[BEGIN Records to process]
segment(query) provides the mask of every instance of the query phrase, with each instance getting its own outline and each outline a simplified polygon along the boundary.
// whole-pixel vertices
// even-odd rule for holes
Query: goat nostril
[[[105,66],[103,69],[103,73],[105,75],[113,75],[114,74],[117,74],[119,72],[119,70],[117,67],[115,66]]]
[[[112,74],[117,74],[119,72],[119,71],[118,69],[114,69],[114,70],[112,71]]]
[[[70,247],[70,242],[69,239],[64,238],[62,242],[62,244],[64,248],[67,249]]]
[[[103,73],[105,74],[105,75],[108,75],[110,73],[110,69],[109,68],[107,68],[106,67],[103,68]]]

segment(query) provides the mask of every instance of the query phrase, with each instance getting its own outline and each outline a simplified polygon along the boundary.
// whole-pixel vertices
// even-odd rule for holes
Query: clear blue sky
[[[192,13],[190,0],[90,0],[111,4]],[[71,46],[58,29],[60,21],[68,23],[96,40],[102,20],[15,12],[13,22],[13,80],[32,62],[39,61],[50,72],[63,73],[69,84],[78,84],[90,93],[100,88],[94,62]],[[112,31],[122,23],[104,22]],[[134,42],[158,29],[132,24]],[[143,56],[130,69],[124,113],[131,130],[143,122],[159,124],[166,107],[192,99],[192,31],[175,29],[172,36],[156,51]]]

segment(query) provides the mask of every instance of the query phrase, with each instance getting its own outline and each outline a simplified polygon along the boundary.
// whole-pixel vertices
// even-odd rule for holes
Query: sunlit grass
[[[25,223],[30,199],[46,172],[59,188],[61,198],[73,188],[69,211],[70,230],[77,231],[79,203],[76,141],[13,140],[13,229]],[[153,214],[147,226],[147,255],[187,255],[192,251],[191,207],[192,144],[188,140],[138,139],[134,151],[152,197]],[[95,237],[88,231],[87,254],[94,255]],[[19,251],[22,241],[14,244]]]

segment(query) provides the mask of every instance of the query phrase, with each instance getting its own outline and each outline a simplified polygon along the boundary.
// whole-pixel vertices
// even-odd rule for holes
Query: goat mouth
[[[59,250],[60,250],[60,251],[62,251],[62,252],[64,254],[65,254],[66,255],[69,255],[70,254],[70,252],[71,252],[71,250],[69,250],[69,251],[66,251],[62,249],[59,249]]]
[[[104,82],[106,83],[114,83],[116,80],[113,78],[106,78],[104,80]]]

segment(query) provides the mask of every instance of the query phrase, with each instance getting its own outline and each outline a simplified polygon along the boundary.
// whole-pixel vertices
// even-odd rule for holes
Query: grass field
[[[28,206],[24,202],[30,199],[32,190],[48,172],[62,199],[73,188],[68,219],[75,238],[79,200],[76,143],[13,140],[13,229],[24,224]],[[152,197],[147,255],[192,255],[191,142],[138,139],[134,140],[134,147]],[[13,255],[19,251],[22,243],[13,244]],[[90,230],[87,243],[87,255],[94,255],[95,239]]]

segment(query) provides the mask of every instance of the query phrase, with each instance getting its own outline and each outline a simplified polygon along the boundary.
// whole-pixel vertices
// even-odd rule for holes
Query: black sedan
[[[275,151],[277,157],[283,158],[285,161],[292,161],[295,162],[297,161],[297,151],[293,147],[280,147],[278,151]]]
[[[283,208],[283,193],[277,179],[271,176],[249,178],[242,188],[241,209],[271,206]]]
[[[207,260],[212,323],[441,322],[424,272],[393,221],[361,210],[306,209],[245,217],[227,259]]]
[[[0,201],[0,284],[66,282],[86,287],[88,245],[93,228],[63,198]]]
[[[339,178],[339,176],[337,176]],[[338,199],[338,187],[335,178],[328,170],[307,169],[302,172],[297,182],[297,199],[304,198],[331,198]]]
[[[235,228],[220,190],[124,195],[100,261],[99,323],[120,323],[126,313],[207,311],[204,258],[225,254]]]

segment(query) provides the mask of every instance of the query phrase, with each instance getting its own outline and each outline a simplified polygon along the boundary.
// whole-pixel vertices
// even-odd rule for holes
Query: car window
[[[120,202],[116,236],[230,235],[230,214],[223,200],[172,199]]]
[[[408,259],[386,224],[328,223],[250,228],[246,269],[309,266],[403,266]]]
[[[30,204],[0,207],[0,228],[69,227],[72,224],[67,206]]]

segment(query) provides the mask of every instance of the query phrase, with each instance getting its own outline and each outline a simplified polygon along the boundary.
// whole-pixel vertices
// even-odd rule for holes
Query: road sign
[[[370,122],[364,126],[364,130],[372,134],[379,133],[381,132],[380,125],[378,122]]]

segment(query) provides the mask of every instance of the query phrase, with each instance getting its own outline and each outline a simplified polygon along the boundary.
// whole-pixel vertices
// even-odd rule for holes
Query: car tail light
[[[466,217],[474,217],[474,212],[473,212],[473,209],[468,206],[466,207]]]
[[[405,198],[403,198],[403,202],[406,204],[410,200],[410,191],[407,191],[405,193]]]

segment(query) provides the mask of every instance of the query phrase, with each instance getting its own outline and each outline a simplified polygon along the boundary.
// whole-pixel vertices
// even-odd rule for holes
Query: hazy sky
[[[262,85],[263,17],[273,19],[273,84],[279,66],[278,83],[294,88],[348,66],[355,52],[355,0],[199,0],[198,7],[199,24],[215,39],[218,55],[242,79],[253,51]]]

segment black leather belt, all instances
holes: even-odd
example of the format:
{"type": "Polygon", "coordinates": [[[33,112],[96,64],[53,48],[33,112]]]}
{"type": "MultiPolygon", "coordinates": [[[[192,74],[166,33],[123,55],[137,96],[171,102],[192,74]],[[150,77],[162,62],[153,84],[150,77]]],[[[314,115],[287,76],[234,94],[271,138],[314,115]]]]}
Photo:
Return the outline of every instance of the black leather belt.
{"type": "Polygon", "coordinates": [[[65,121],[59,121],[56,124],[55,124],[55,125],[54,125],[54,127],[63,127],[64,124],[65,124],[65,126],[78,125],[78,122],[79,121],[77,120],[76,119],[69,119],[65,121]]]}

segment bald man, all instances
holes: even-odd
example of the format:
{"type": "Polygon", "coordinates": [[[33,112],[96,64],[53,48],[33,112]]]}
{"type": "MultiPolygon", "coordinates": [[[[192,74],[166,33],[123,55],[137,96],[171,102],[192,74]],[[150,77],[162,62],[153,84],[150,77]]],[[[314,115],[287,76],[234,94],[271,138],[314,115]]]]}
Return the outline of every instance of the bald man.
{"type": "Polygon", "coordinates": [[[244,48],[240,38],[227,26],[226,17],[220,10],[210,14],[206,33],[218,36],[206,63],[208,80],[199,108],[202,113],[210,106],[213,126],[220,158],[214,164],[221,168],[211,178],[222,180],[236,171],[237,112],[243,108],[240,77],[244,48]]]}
[END Records to process]
**Problem to work on:** Repeat each entry word for word.

**Worked answer:**
segment(query) provides the mask of every instance of the query phrase, with each instance getting its own outline and each outline a simplified polygon along the boundary.
// whole-pixel vertices
// even-odd rule for holes
Query: goat nostril
[[[105,66],[103,69],[103,73],[105,75],[113,75],[114,74],[117,74],[119,72],[119,70],[117,67],[115,66]]]
[[[112,74],[117,74],[119,72],[119,71],[118,69],[114,69],[114,70],[112,71]]]
[[[70,247],[70,242],[69,239],[64,238],[62,242],[62,244],[64,248],[67,249]]]
[[[103,73],[105,74],[105,75],[108,75],[110,73],[110,69],[109,68],[107,68],[106,67],[103,68]]]

segment(query) provides the mask of every instance of the query phrase, with each instance getting its own outline and each outline a simplified polygon along the boundary.
// whole-pixel vertices
// even-odd rule for holes
Query: clear blue sky
[[[192,13],[190,0],[90,0],[111,4]],[[71,46],[58,29],[60,21],[68,23],[96,40],[102,20],[15,12],[13,22],[13,80],[32,62],[39,61],[50,72],[63,73],[69,84],[78,84],[90,93],[100,88],[94,62]],[[112,31],[122,23],[104,22]],[[134,42],[158,29],[132,24]],[[143,56],[130,69],[124,113],[131,130],[143,122],[159,124],[166,107],[192,99],[192,31],[175,29],[172,36],[156,51]]]

segment(query) provides the mask of every instance of the query phrase, with each instance getting its own outline and each outline a simplified polygon along the boundary.
// whole-pixel vertices
// even-odd rule for holes
Query: sunlit grass
[[[25,223],[30,199],[46,172],[59,188],[61,198],[73,188],[69,211],[70,230],[77,231],[79,203],[76,141],[13,140],[13,229]],[[153,214],[147,226],[147,255],[187,255],[192,251],[191,207],[192,144],[188,140],[138,139],[134,151],[152,197]],[[95,237],[88,231],[87,254],[94,255]],[[19,251],[22,241],[14,244]]]

segment(query) provides the mask of every instance of the query phrase, with each instance getting its own outline and each outline a simplified polygon along the boundary.
// whole-pixel vertices
// even-odd rule for holes
Query: goat mouth
[[[59,250],[60,250],[60,251],[62,251],[62,252],[64,254],[65,254],[66,255],[69,255],[70,254],[70,252],[71,252],[71,250],[69,250],[69,251],[66,251],[62,249],[59,249]]]
[[[104,82],[106,83],[114,83],[116,80],[113,78],[106,78],[104,80]]]

segment(query) provides the mask of every instance of the query phrase, with each instance getting its own outline and each outline a simplified polygon along the boundary.
// whole-pixel vertices
// even-odd rule for holes
Query: grass field
[[[28,206],[24,202],[30,199],[32,190],[48,172],[62,199],[73,188],[68,219],[75,238],[79,200],[76,143],[13,140],[13,229],[24,224]],[[152,197],[147,255],[192,255],[191,142],[138,139],[134,140],[134,147]],[[13,255],[19,251],[22,243],[13,244]],[[90,230],[87,243],[87,255],[94,255],[95,239]]]

segment(query) provides the mask of every instance of the query phrase, with each instance getting its own outline and each outline a simplified polygon along the boundary.
// whole-pixel vertices
// even-odd rule for holes
Query: black sedan
[[[275,151],[277,157],[283,158],[285,161],[292,161],[295,162],[297,161],[297,151],[293,147],[280,147],[278,151]]]
[[[283,208],[283,193],[277,179],[271,176],[249,178],[242,188],[241,209],[271,206]]]
[[[207,260],[212,323],[441,322],[424,272],[393,221],[361,210],[306,209],[245,217],[227,259]]]
[[[0,201],[0,284],[66,282],[86,287],[88,245],[93,228],[63,198]]]
[[[339,178],[339,176],[337,176]],[[338,199],[338,187],[335,178],[328,170],[307,169],[302,172],[297,182],[297,199],[304,198],[331,198]]]
[[[235,228],[220,190],[124,195],[100,261],[99,323],[120,323],[126,313],[207,311],[204,258],[225,254]]]

segment(query) provides the mask of every instance of the query phrase, with each instance getting its own outline and each outline a simplified polygon along the boundary.
// whole-pixel vertices
// even-odd rule for holes
Query: car window
[[[120,202],[116,236],[230,235],[230,214],[223,200],[172,199]]]
[[[408,259],[386,224],[328,223],[250,228],[246,269],[309,266],[403,266]]]
[[[30,204],[0,207],[0,228],[69,227],[72,224],[67,206]]]

segment(query) provides the mask of every instance of the query phrase, with each instance getting its own outline and each outline a simplified polygon along the boundary.
// whole-pixel vertices
// even-odd rule for holes
Query: road sign
[[[370,122],[364,126],[364,130],[372,134],[379,133],[381,132],[380,125],[378,122]]]

segment(query) provides the mask of every instance of the query phrase, with each instance getting its own outline and each outline a simplified polygon along the boundary.
// whole-pixel vertices
// even-odd rule for holes
Query: car tail light
[[[466,217],[474,217],[474,212],[473,212],[473,209],[468,206],[466,207]]]
[[[405,198],[403,198],[403,202],[406,204],[410,200],[410,191],[407,191],[405,193]]]

segment(query) provides the mask of every instance of the query phrase, with each instance getting its own outline and each outline a simplified polygon along the boundary.
// whole-pixel vertices
// even-odd rule for holes
Query: hazy sky
[[[262,85],[263,17],[273,19],[273,84],[279,66],[278,83],[294,88],[348,66],[355,52],[355,0],[199,0],[198,7],[199,24],[215,39],[218,55],[242,79],[253,51]]]

segment black leather belt, all instances
holes: even-odd
example of the format:
{"type": "Polygon", "coordinates": [[[33,112],[96,64],[53,48],[33,112]]]}
{"type": "MultiPolygon", "coordinates": [[[[192,74],[166,33],[123,55],[137,96],[171,102],[192,74]],[[150,77],[162,62],[153,84],[150,77]]],[[[314,115],[287,76],[234,94],[271,138],[314,115]]]]}
Photo:
Return the outline of every instance of the black leather belt.
{"type": "Polygon", "coordinates": [[[65,121],[59,121],[56,124],[55,124],[55,125],[54,125],[54,127],[63,127],[64,124],[65,124],[65,126],[78,125],[78,122],[79,121],[77,120],[76,119],[69,119],[65,121]]]}

segment bald man, all instances
holes: even-odd
example of the format:
{"type": "Polygon", "coordinates": [[[33,112],[96,64],[53,48],[33,112]]]}
{"type": "MultiPolygon", "coordinates": [[[[192,74],[166,33],[123,55],[137,96],[171,102],[192,74]],[[150,77],[162,62],[153,84],[150,77]]],[[[314,115],[287,76],[234,94],[271,138],[314,115]]]]}
Return the outline of every instance of the bald man.
{"type": "Polygon", "coordinates": [[[244,48],[240,38],[227,26],[226,17],[220,10],[210,14],[206,33],[218,36],[206,63],[208,80],[199,108],[202,113],[210,106],[213,126],[220,158],[214,164],[221,168],[211,178],[222,180],[236,171],[237,112],[243,108],[240,77],[244,48]]]}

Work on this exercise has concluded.